RECORDS SHOWN
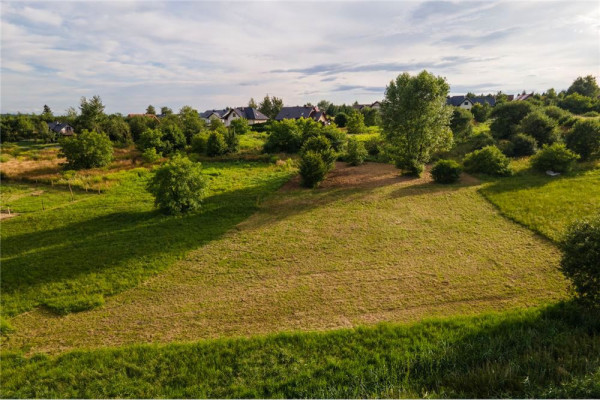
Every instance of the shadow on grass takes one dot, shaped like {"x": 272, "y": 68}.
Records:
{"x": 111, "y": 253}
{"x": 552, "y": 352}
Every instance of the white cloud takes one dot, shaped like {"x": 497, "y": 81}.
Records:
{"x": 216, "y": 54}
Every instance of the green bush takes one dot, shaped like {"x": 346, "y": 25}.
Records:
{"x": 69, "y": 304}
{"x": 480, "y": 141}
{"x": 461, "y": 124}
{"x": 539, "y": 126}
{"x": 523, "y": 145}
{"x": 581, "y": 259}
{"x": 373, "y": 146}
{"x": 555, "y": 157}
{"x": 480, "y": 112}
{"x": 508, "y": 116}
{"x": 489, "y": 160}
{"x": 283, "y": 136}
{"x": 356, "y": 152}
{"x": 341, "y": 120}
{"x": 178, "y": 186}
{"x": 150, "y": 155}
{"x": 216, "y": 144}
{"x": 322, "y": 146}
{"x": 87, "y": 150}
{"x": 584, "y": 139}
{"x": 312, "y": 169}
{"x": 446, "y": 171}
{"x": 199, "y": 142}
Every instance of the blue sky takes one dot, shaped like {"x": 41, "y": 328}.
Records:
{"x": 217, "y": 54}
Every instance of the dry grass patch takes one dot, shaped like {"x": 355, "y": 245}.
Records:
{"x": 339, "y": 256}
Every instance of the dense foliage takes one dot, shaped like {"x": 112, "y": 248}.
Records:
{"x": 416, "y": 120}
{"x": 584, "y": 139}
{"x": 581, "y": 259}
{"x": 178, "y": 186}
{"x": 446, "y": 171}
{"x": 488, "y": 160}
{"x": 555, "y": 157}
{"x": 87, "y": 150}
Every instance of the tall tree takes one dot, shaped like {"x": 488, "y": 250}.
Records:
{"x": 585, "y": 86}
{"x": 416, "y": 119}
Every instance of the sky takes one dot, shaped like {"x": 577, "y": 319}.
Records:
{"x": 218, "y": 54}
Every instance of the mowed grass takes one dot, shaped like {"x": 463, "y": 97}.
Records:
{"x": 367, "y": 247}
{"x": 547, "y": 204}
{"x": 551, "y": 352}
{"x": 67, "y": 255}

---

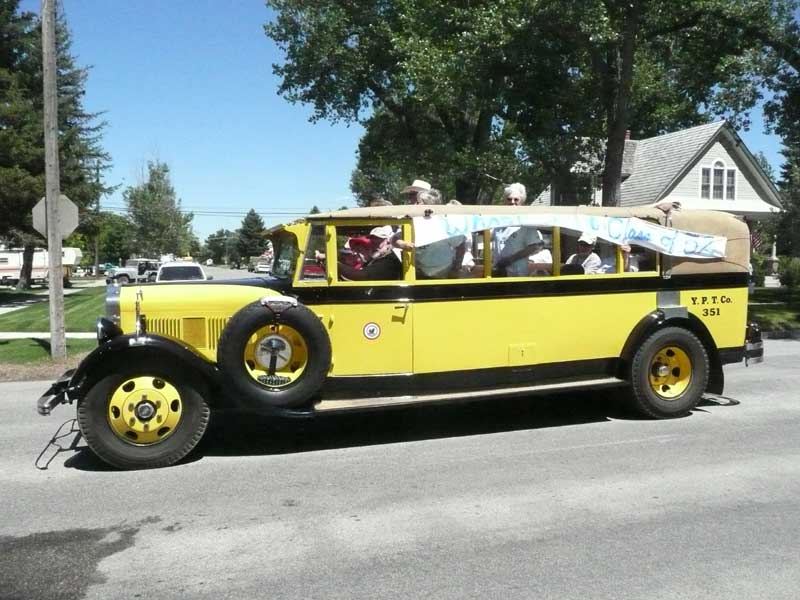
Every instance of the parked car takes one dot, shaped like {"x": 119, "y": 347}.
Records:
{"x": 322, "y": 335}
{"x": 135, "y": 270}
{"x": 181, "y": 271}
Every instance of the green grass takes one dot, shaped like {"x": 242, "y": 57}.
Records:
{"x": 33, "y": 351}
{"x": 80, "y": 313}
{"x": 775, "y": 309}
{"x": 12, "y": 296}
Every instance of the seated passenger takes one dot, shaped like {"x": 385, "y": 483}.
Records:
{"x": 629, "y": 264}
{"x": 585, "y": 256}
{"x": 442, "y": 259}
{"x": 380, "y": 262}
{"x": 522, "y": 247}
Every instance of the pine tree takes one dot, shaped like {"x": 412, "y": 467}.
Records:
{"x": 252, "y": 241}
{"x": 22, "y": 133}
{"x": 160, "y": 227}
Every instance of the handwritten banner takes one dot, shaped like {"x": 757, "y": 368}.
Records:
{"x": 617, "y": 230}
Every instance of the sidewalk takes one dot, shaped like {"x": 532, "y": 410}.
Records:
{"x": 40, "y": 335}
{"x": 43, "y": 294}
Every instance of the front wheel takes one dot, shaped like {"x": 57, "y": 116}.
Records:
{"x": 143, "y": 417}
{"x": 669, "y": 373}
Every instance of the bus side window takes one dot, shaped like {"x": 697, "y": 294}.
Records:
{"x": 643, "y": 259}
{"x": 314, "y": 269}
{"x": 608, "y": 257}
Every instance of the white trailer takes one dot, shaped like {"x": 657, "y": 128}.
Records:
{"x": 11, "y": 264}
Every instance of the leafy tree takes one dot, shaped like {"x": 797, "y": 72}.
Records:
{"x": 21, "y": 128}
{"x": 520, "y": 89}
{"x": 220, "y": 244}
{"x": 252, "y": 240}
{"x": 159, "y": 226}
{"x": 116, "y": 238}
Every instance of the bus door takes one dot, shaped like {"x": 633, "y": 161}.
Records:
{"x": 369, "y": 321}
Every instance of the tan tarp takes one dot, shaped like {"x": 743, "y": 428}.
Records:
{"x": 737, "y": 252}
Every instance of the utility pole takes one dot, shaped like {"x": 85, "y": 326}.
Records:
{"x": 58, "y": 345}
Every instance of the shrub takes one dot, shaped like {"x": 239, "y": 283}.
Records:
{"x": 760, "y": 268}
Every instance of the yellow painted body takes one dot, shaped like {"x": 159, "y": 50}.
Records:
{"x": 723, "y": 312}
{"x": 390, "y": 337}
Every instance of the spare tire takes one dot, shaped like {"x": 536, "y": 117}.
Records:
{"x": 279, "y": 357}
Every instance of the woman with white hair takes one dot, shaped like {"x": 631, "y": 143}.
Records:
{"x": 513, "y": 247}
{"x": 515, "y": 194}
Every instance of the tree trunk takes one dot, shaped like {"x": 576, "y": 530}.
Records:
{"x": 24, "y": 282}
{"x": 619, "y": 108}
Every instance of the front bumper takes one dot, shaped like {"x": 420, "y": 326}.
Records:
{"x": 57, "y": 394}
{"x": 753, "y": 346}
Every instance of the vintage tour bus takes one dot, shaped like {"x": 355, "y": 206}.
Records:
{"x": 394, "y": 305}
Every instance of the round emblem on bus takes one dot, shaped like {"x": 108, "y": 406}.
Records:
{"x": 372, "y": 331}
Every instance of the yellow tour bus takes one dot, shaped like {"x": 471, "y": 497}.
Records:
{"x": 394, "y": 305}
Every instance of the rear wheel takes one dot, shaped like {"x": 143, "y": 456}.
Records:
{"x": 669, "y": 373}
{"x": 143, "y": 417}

EXERCISE BRIEF
Each line that holds the string "white" is to be copied from the entries above.

SOLUTION TO THIS TASK
Every instance of the white cloud takes one dot, shaped like {"x": 497, "y": 81}.
Every instance of the white trailer takes one dot, shaped like {"x": 657, "y": 128}.
Every instance of the woman with white hair takes one dot, shaped like {"x": 631, "y": 143}.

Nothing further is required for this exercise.